* **Exercise task**
Restate the full set of records exactly, word for word.

* **Stored rows**
— start —

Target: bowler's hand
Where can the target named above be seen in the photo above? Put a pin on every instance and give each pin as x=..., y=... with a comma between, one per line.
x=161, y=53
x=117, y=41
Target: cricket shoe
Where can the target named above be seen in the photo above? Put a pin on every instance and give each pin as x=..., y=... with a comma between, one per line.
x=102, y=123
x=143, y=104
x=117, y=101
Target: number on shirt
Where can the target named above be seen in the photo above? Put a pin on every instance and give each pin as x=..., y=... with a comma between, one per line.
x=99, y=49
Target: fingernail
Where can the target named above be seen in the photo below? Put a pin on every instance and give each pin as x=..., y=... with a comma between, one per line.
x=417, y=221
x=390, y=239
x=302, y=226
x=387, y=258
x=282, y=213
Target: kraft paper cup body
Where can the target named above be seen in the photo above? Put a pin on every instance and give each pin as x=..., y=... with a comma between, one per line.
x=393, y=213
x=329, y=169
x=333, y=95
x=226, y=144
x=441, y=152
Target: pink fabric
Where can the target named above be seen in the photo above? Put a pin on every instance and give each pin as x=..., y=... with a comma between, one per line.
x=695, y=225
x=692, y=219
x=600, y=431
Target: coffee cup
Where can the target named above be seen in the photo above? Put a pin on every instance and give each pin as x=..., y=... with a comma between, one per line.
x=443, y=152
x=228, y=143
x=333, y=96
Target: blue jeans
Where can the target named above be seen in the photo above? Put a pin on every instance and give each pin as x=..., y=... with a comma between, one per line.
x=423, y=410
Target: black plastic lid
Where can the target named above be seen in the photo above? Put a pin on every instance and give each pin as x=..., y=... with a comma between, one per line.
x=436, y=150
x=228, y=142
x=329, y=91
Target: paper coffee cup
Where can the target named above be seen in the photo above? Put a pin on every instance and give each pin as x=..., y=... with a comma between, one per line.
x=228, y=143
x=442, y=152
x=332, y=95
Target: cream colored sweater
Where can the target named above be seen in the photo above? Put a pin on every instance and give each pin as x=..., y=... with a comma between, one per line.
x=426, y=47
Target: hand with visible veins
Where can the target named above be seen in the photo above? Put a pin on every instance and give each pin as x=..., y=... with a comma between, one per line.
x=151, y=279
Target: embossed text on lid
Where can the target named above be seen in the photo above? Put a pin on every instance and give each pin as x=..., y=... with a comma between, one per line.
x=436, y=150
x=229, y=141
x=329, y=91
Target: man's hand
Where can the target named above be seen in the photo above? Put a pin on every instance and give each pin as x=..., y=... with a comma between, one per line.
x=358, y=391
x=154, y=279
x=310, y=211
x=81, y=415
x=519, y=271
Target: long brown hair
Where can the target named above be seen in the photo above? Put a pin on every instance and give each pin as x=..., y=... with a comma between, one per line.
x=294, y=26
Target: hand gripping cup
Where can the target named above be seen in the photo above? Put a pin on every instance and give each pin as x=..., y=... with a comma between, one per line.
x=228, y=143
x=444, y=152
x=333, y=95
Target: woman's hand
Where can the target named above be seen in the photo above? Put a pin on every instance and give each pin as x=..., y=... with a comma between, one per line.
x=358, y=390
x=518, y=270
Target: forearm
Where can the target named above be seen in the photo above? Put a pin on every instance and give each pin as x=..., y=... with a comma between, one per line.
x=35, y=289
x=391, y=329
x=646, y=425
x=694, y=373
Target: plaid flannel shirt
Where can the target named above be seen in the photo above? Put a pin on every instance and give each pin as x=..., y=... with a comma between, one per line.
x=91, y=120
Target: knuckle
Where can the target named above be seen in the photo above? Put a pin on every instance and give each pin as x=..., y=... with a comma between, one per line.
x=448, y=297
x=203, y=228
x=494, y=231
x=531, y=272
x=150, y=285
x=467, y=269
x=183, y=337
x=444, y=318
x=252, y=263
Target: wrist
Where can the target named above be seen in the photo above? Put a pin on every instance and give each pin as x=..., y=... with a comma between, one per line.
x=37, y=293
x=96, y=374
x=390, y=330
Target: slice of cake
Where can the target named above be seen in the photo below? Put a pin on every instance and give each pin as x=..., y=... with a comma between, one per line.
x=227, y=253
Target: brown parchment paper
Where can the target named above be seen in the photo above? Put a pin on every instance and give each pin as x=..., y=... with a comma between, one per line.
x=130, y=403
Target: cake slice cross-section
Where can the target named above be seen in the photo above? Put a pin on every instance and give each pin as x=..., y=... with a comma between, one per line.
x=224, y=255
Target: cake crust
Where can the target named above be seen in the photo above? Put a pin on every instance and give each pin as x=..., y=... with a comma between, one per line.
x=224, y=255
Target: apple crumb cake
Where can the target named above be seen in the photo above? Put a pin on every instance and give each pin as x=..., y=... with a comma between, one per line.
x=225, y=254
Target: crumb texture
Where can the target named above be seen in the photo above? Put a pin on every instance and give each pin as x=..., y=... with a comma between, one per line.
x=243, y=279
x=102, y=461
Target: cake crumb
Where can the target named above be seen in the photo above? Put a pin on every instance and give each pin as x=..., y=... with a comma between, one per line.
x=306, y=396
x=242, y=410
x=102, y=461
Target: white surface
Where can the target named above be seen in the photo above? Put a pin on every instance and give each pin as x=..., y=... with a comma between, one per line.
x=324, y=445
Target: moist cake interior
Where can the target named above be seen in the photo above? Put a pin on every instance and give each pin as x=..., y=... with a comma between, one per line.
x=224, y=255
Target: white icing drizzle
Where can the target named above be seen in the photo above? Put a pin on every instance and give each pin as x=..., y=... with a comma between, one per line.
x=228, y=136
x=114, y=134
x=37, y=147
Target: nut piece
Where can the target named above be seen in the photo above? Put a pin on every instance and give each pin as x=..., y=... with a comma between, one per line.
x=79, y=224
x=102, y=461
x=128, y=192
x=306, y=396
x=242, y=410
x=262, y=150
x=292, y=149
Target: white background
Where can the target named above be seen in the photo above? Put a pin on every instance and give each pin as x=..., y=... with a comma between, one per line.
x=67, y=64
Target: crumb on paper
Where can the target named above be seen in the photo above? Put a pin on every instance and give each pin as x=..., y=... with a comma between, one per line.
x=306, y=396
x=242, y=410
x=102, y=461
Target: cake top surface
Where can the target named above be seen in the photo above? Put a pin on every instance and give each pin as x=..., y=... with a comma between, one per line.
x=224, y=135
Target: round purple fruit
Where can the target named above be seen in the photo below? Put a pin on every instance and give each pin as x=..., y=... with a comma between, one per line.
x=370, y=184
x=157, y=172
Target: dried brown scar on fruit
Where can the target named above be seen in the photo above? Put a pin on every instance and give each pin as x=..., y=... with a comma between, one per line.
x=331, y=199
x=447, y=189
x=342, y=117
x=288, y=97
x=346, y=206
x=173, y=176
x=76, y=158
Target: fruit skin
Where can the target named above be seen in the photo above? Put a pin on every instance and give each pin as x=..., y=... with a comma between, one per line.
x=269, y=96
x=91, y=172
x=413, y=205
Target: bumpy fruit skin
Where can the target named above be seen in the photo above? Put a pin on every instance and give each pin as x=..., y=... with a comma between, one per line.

— end —

* **Response to the task**
Target: bowler's hand
Where can the target named above be seen in the photo above? Put a pin on every instance and give each pin as x=..., y=... with a comma between, one per line.
x=161, y=53
x=117, y=41
Target: cricket shoe
Where can the target named above be seen in the photo above? Put a pin on every instance and give each pin as x=..., y=... with a comma between, one per line.
x=102, y=123
x=143, y=104
x=117, y=101
Target: number on shirt
Where can the target named above be seen in the photo above? Put a pin on every instance and give each pin as x=..., y=... with a comma between, one per line.
x=99, y=49
Target: fingernail
Where can the target named above be seen in the photo below? Put a pin on every instance and give each pin as x=..., y=... with a comma between, one per line.
x=417, y=221
x=390, y=239
x=302, y=226
x=387, y=258
x=282, y=213
Target: kraft paper cup body
Where can the target named above be seen in the photo above? Put a pin on every instance and give each pin as x=..., y=... with a comma between, one per line.
x=393, y=213
x=329, y=169
x=333, y=95
x=226, y=144
x=441, y=152
Target: pink fabric
Where can the target named above be seen in the photo above? Put a pin on every instance and give each pin as x=..., y=... with a comma between, one per line.
x=695, y=225
x=692, y=219
x=600, y=431
Target: coffee cup
Where can the target named above be seen in the photo above? Put a pin on every instance and give each pin as x=..., y=... with a comma between, one per line.
x=443, y=152
x=228, y=143
x=333, y=96
Target: blue jeans
Where can the target named above be seen in the photo above? Put a pin on every instance and give each pin as x=..., y=... with a comma between, one per line.
x=423, y=410
Target: black plastic lid
Where can the target named above be seen in the photo above? Put a pin on every instance and give each pin as x=..., y=... with a comma between, one per line.
x=436, y=150
x=228, y=142
x=329, y=91
Target: paper coffee cup
Where can the target named above be seen in the photo above? Put a pin on every instance and give each pin as x=..., y=... with a comma between, one per line.
x=228, y=143
x=442, y=152
x=332, y=95
Target: cream colored sweater
Where can the target named above be seen in the photo above? Put a pin on every instance and give each pin as x=..., y=... with a comma between, one per line.
x=426, y=47
Target: hand with visible veins
Where can the target named above be seen in the photo above? Put a pin on every instance and give each pin as x=..., y=... with a comma between, one per line.
x=151, y=279
Target: embossed text on lid
Where can the target named above be seen in the photo above? Put a pin on every instance and give each pin as x=..., y=... with a comma between, one per line.
x=436, y=150
x=229, y=141
x=329, y=91
Target: man's hand
Where can the target named above be seen in the photo above? Put a pin on every instance and give each pin as x=..., y=... with a comma between, one per line.
x=358, y=391
x=154, y=279
x=310, y=211
x=81, y=415
x=519, y=271
Target: long brown hair
Where can the target named above be seen in the photo above? Put a pin on every instance and give each pin as x=..., y=... with a comma between, one per line.
x=294, y=26
Target: hand gripping cup
Where can the target named above be seen in the photo above? Put a pin on every instance and give each pin as x=..., y=... with a comma between, one per line.
x=228, y=143
x=444, y=152
x=333, y=95
Target: woman's hand
Where can the target named above be seen in the photo above? Put a pin on every instance and give each pin as x=..., y=... with a comma between, one per line.
x=358, y=390
x=518, y=270
Target: forearm
Where can the target named above be seen in the photo above? Put a pin on every instance and give each pin as x=..., y=... with a comma between, one per line.
x=35, y=289
x=391, y=329
x=646, y=425
x=694, y=373
Target: plaid flannel shirt
Where can the target named above be seen in the photo above? Put a pin on every instance and give each pin as x=..., y=... with a comma between, one per line.
x=91, y=120
Target: knuckle
Where can the target named above be seen in the photo above? Put a pin on every instance and give each pin as x=..., y=... with a comma between, one per line.
x=448, y=297
x=203, y=228
x=494, y=231
x=531, y=272
x=150, y=285
x=467, y=269
x=183, y=337
x=444, y=318
x=252, y=263
Target: wrist
Where can the target named above be seen in the photo above? Put a pin on every instance and give each pin as x=..., y=... with a comma between, one per line.
x=37, y=293
x=96, y=374
x=390, y=330
Target: slice of cake
Where can the target named above be seen in the photo below? Put a pin on every instance and give each pin as x=..., y=... with a comma between, one per line.
x=227, y=253
Target: brown parchment paper
Where can the target named above be seen in the photo above? Put a pin on every instance and give each pin as x=..., y=... with a comma between, one per line.
x=130, y=403
Target: cake slice cross-section
Where can the target named above be seen in the photo above? Put a pin on every instance and give each pin as x=..., y=... with a comma between, one per line.
x=224, y=255
Target: cake crust
Where can the target named above be seen in the photo above? Put a pin on every instance and give each pin as x=..., y=... with a comma between, one per line.
x=224, y=255
Target: apple crumb cake
Where can the target named above be seen in the photo above? Put a pin on every instance and give each pin as x=..., y=... with a comma between, one per line.
x=225, y=254
Target: crumb texture
Where can the target named above be seen in the photo above? Put a pin on every instance and give each pin as x=..., y=... with a comma between, one per line.
x=243, y=279
x=102, y=461
Target: cake crumb
Where can the target named above be seen in the photo above? Put a pin on every instance and give each pin as x=..., y=... with a comma between, one per line.
x=306, y=396
x=242, y=410
x=102, y=461
Target: white surface
Where can the target named above be seen in the photo above? Put a pin on every instance and give each pin as x=..., y=... with a comma between, one per line.
x=324, y=445
Target: moist cake interior
Where can the target named above be seen in the photo above? Put a pin on every instance and give each pin as x=..., y=... with a comma between, one per line.
x=224, y=255
Target: white icing drizzle
Where can the target named above be seen in the photo above? Put a pin on every instance and give each pin as x=..., y=... with a comma between, one per line.
x=228, y=136
x=114, y=134
x=37, y=147
Target: nut piece
Where can the target named above be seen in the photo above? Put a pin on every instance and give each pin as x=..., y=... with a comma between, one per line.
x=79, y=224
x=102, y=461
x=128, y=192
x=306, y=396
x=242, y=410
x=262, y=150
x=292, y=149
Target: white background
Where can the target named above be seen in the photo above? Put a pin on every instance and give each pin as x=..., y=... with a comma between, one per line.
x=67, y=64
Target: crumb on paper
Where can the target named above be seen in the photo above? Put a pin on every instance and give each pin as x=..., y=... with a comma between, one per line.
x=306, y=396
x=242, y=410
x=102, y=461
Target: cake top surface
Where can the target named above be seen in the photo above? Put a pin on every instance and give each pin as x=..., y=... with a comma between, one per line.
x=224, y=135
Target: round purple fruit
Where can the target named above be seen in the photo below? Put a pin on every instance and give each pin as x=..., y=... with a comma between, one per line.
x=370, y=184
x=157, y=172
Target: dried brown scar on fruit
Where can the target named above be seen in the photo above? Put a pin on every instance and give each pin as x=..., y=... with a comma between, one per line.
x=331, y=199
x=447, y=189
x=342, y=117
x=288, y=97
x=346, y=206
x=173, y=176
x=76, y=158
Target: fruit skin
Where can the target named above be seen in the photo above? Put a pin on every instance and give each pin as x=..., y=... with a comma between, one per line.
x=269, y=96
x=91, y=172
x=413, y=205
Target: bumpy fruit skin
Where can the target named above be seen in the photo above? Put a pin on every instance and give each pin as x=..., y=... with a comma between, one per line.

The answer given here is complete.